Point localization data
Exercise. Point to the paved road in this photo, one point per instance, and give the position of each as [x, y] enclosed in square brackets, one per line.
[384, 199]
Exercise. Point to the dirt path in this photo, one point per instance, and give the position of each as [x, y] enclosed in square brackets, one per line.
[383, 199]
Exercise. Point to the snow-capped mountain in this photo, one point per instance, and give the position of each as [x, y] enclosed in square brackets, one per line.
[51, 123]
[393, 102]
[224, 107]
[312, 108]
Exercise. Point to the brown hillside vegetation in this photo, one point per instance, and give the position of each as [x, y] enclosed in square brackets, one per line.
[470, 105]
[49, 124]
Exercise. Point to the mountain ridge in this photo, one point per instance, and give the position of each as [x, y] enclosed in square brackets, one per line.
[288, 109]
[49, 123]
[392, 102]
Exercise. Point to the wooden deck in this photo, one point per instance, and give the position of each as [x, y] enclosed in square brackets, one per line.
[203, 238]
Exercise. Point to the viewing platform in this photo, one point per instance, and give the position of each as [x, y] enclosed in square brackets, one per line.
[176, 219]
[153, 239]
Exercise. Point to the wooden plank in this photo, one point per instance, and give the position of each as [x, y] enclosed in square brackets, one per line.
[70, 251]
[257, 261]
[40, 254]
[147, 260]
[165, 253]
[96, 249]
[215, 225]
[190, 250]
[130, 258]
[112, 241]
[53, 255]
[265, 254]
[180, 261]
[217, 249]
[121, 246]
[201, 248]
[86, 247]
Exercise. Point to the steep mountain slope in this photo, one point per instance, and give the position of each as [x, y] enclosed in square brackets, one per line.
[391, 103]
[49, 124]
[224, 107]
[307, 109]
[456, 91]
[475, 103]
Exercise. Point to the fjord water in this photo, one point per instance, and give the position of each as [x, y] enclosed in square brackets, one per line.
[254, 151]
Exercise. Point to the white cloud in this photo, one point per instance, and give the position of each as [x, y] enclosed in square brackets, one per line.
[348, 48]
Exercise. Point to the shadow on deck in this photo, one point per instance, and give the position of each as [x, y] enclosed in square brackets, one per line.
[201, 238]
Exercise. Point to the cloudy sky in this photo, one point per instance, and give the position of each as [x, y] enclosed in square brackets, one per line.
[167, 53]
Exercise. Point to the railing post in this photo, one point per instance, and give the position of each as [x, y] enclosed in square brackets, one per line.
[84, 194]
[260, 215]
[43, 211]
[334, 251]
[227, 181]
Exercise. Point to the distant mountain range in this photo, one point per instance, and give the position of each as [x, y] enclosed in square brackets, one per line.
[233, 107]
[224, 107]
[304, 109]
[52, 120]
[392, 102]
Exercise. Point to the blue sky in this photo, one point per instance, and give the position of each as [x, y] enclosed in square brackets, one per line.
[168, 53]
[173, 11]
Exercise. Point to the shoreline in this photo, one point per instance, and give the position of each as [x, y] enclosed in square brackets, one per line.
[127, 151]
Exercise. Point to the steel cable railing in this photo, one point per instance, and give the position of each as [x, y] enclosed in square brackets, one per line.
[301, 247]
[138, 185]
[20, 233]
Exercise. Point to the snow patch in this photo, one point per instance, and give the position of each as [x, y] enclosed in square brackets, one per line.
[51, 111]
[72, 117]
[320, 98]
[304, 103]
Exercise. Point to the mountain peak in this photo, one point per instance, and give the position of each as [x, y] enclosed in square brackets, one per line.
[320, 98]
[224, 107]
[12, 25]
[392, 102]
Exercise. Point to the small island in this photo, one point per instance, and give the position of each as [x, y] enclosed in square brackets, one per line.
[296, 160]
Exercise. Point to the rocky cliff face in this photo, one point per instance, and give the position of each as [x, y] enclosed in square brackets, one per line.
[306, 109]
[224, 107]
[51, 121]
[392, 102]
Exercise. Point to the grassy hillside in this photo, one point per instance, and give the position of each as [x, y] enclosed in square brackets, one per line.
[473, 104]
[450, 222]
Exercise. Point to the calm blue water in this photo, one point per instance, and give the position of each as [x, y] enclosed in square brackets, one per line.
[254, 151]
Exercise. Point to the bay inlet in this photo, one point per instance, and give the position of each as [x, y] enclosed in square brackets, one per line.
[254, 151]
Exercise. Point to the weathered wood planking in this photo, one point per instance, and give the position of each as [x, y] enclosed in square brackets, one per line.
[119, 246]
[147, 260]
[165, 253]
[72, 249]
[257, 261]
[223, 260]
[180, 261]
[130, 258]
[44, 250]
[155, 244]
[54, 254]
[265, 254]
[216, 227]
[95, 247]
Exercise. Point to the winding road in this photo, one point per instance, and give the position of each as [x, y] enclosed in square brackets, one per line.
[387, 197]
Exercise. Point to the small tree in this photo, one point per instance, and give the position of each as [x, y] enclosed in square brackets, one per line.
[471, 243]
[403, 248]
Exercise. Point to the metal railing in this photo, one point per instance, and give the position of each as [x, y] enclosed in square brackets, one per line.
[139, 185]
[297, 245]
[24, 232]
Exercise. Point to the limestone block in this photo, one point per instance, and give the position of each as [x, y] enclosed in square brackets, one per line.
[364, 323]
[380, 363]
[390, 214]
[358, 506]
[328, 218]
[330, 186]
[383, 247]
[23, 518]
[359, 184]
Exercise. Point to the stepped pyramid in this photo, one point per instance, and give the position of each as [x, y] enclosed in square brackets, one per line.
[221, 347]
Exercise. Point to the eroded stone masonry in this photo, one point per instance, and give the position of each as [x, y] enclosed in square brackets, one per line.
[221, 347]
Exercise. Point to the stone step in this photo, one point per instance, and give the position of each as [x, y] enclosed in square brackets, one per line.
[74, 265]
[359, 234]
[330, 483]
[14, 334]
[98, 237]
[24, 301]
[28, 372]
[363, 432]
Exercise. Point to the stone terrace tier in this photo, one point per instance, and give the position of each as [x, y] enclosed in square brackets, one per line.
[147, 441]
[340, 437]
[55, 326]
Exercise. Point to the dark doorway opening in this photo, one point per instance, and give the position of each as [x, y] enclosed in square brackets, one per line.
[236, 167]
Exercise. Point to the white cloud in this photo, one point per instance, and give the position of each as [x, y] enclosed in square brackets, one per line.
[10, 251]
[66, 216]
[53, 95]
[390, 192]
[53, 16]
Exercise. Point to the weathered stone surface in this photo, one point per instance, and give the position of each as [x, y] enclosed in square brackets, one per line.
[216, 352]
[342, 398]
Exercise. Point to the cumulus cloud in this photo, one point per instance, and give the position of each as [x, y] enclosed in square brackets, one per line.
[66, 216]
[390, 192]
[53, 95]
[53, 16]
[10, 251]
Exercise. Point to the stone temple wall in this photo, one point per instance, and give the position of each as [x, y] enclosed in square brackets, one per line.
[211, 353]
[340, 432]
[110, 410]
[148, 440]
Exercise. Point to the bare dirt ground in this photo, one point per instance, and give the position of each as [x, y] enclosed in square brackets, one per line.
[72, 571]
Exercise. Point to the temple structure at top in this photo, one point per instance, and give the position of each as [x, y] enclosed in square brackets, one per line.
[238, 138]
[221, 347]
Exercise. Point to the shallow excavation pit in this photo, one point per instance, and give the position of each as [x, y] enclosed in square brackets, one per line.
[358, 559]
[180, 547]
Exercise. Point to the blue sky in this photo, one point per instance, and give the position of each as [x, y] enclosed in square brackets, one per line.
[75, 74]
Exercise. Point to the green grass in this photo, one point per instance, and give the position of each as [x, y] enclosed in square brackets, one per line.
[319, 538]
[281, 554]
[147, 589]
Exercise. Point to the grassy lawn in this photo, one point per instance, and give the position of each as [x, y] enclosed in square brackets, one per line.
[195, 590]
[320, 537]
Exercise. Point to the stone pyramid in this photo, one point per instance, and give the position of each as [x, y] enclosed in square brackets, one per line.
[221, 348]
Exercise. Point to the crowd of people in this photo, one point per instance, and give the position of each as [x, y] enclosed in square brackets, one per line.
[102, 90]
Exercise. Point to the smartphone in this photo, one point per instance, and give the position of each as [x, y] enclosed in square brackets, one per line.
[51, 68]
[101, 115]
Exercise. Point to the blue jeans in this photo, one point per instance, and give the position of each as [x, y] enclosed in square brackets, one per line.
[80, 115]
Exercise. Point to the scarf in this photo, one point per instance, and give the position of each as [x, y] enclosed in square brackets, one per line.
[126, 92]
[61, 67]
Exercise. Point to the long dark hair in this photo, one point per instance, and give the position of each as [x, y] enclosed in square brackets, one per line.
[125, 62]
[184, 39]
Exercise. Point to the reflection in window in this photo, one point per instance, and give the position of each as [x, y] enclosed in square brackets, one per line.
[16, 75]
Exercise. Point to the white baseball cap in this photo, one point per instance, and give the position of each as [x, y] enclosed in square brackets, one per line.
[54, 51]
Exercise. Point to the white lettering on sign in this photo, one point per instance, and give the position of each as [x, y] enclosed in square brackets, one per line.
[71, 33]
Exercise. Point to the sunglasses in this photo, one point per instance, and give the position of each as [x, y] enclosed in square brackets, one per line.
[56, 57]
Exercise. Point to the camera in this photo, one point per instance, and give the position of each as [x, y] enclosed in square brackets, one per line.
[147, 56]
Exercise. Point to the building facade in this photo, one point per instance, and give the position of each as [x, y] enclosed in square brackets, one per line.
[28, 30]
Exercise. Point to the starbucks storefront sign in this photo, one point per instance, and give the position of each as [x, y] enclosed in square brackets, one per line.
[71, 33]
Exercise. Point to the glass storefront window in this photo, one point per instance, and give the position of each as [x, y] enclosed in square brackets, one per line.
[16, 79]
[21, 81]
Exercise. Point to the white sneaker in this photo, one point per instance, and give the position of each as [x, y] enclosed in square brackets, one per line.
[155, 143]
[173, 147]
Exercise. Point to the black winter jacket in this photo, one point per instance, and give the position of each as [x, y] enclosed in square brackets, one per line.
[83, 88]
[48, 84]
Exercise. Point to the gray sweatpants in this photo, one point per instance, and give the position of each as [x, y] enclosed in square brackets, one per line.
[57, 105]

Description of the task — The required output is the lines from the one holding "Exercise. Point to the white lettering" through the last line of the entries above, copied exactly.

Finished task —
Exercise. Point to the white lettering on sign in this photo, one point per instance, and give the position of each as [x, y] enclosed in square brackets, one per line.
[71, 33]
Exercise. Point to the sunglasses in this photo, one point per instance, and give the position of each as [x, y] enclosed in square brackets, one per line.
[56, 57]
Exercise. Point to the camera in this photo, one point per instance, and give the position of each as [x, y] enclosed in square brackets, one per line.
[147, 56]
Exercise. Point to the building facade in this photo, one point per instance, and give the position of each as [x, y] enclosed in square brackets, one per line.
[28, 30]
Exercise. Point to the starbucks storefront sign in this photo, one point per instance, and give the position of each as [x, y] enclosed in square brackets, one per line.
[71, 33]
Exercise. Point to the glass storefront window in this photo, one point per instance, and give the position of each as [x, y] enclosed in square brackets, one per line.
[16, 79]
[21, 81]
Exercise. Point to the white sneaker in this photo, one point per instance, and give the position of each as [x, y] enclosed in square brackets, one per line.
[155, 143]
[173, 147]
Exercise. Point to the black winter jacket in this photo, one point per instance, and give the position of each as [x, y] enclosed in square brackets, one per line.
[83, 88]
[48, 84]
Exercise. Point to the gray sweatpants in this photo, one point per instance, and give the position of each as [x, y] enclosed in square brackets, one per line.
[57, 105]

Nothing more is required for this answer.